[BRANO PROPOSTO]
Fermo Zeni per anni e anni è stato una figura cara ai cronisti che frequentavano il Pronto Soccorso dell’ospedale di Circolo. Fermo era l’infermiere incaricato del servizio notturno di collegamento con tutti i reparti. Preparato, educato, paziente, ricco dell’umanità e della scienza che
contraddistinguono i migliori infermieri, godeva della grande stima di medici e colleghi. Ha chiuso la pagina della sua vita a ottantasette anni, lascia un esempio di massima attualità, anche per i giovani che hanno l’opportunità di laurearsi in scienze infermieristiche.
Nella storia di qualsiasi comunità ci sono stati e ci saranno personaggi di rilievo, degni di memoria: tra qualche decennio ci saranno cronisti che ricorderanno i Fermo di oggi che agiscono in un contesto sanitario e assistenziale ben diverso rispetto agli Anni 60 e 70. Allora da tutto l’ospedale, un ospedale accogliente e già ricco di uomini di grande scienza, veniva vissuto un periodo di sviluppo intenso, di ottimo servizio alla comunità e ben gestito da persone che non erano costrette dalla follia politica a far ingoiare alla popolazione situazioni inaccettabili.
[/BRANO PROPOSTO]
[ESTRATTI DELLE VOCI]
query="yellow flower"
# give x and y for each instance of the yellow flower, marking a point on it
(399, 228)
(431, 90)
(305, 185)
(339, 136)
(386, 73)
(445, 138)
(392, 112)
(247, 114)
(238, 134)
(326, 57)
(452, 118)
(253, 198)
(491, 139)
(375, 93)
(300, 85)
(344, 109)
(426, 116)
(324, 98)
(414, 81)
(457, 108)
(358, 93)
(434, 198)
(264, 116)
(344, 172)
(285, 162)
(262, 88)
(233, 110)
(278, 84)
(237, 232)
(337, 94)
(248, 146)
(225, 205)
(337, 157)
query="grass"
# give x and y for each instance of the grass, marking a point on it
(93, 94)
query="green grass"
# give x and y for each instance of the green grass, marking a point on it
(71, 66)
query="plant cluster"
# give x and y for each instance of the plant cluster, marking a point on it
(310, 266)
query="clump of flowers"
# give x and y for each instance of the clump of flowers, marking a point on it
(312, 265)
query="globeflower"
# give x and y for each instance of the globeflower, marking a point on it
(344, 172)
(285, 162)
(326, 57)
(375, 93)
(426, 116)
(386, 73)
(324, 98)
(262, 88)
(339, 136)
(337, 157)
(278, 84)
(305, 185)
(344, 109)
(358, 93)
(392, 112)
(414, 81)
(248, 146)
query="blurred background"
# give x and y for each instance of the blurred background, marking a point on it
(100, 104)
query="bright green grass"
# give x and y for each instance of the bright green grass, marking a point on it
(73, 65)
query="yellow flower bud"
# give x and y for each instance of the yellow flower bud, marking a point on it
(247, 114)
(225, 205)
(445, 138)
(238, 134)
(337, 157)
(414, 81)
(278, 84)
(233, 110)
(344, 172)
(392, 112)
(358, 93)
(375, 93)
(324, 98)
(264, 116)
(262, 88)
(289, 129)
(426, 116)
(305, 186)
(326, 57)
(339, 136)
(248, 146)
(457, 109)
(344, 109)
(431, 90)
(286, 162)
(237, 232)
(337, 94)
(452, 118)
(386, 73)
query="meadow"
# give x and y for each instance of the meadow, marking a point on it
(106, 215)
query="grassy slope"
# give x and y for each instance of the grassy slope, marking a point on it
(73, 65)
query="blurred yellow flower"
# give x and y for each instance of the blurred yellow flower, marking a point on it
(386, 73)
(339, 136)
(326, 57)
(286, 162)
[/ESTRATTI DELLE VOCI]
[ESTRATTI DELLE VOCI]
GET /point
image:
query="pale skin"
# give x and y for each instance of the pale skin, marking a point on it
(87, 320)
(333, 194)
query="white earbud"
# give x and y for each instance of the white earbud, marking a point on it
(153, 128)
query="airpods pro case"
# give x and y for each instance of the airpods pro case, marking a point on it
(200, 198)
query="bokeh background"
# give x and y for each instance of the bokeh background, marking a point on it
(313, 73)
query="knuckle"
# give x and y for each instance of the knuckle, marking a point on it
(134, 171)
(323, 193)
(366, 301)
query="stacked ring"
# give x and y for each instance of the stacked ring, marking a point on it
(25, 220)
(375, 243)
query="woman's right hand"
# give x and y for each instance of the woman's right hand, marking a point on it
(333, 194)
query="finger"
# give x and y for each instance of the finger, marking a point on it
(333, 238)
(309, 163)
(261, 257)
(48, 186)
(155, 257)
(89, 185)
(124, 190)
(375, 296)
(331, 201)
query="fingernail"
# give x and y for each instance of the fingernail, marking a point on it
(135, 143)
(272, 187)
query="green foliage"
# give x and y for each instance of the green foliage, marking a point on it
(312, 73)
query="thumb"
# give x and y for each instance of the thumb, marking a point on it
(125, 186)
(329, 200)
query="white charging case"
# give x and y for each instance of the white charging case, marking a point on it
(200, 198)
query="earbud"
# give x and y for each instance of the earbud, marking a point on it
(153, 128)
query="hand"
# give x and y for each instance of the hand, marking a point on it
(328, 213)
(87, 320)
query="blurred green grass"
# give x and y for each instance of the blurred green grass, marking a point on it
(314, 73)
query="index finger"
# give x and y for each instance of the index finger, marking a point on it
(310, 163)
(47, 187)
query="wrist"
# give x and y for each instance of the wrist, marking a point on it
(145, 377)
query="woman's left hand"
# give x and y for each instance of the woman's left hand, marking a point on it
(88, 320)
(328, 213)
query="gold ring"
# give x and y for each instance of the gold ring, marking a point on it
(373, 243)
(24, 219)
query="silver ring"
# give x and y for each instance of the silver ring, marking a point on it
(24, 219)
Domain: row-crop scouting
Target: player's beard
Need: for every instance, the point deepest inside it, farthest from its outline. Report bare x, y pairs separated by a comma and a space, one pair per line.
[/ESTRATTI DELLE VOCI]
■ **ESERCIZI DA SVOLGERE**
[A] Rispondi a queste domande sul testo su Fermo Zeni:
(i) Di quale servizio era incaricato Fermo Zeni?
(ii) A quale età è morto?
(iii) Con quali decenni viene messo a confronto il contesto sanitario e assistenziale di oggi?
[B] Modifica il passo del testo su Fermo Zeni da "Fermo Zeni per" a "in scienze infermieristiche.", sostituendo "educato" con "cortese".
[C] Prosegui il testo su Fermo Zeni dopo la sua ultima frase.
Le voci non hanno alcun legame con il testo su Fermo Zeni.

■ **SOLUZIONI DEGLI ESERCIZI**
[A]
(i) Del servizio notturno di collegamento con tutti i reparti.
(ii) A ottantasette anni.
(iii) Con gli Anni 60 e 70.

[B]
Fermo Zeni per anni e anni è stato una figura cara ai cronisti che frequentavano il Pronto Soccorso dell’ospedale di Circolo. Fermo era l’infermiere incaricato del servizio notturno di collegamento con tutti i reparti. Preparato, cortese, paziente, ricco dell’umanità e della scienza che
contraddistinguono i migliori infermieri, godeva della grande stima di medici e colleghi. Ha chiuso la pagina della sua vita a ottantasette anni, lascia un esempio di massima attualità, anche per i giovani che hanno l’opportunità di laurearsi in scienze infermieristiche.

[C]
La scomparsa di Fermo riporta il cronista al mondo piccolo di un Pronto Soccorso di grande efficienza, dove, nel rispetto dei ruoli, si era formata una comunità scattante sul lavoro, ma pronta a condividere eventuali momenti di serenità. Accadeva d’inverno, in qualche notte di metà settimana, quando per esperienza si sapeva che ci sarebbero stati ampi i margini di tranquillità durante il servizio in Pronto Soccorso. In quelle pause poteva succedere che i panini imbottiti forniti dalla cucina per lo spuntino di mezzanotte si arricchissero di primi piatti rapidamente preparati su un fornellino: niente di eccezionale, ma era un momento anche di fraternità. C’erano infermieri bravi cuochi, succedeva che degli spaghetti fatti di nascosto, proprio alla… carbonara, qualche medico di altri reparti venisse a conoscenza e quindi si presentasse per scroccarne una razione. Se l’episodio si ripeteva l’ospite non gradito veniva purgato in misura devastante e non lo si vedeva più. Potenza del Guttalax che non ha sapore e odore.
La squadra del Pronto Soccorso guidata da Ermanno Montoli era composta da una dozzina di medici e da meno di venti infermieri, i pazienti assistiti erano oltre duecento al giorno, ma si arrivava a punte di trecento – trecentocinquanta: non ci sono mai state proteste clamorose, la gente del resto poteva rendersi conto dell’impegno di tutti.
Tempi e procedure oggi sono diversi, a volte occorre avere pazienza, inoltre dietro il lavoro che viene svolto in Pronto Soccorso non c’è adeguata ricettività, mancano i posti letto. E c’è anche un fattore che non viene mai preso in considerazione: la caccia al possibile errore del medico. I camici bianchi sono presi di mira, i sanitari dietro ogni paziente vedono un avvocato. È un problema nazionale di vasta dimensione. Per di più i medici non sono supportati adeguatamente dalle istituzioni per le quali lavorano.
Se in un Pronto Soccorso ci sono attese che si prolungano a volte è per scrupolo professionale, si vuole avere certezze assolute in termini di diagnosi, inoltre ci sono accertamenti che richiedono tempo.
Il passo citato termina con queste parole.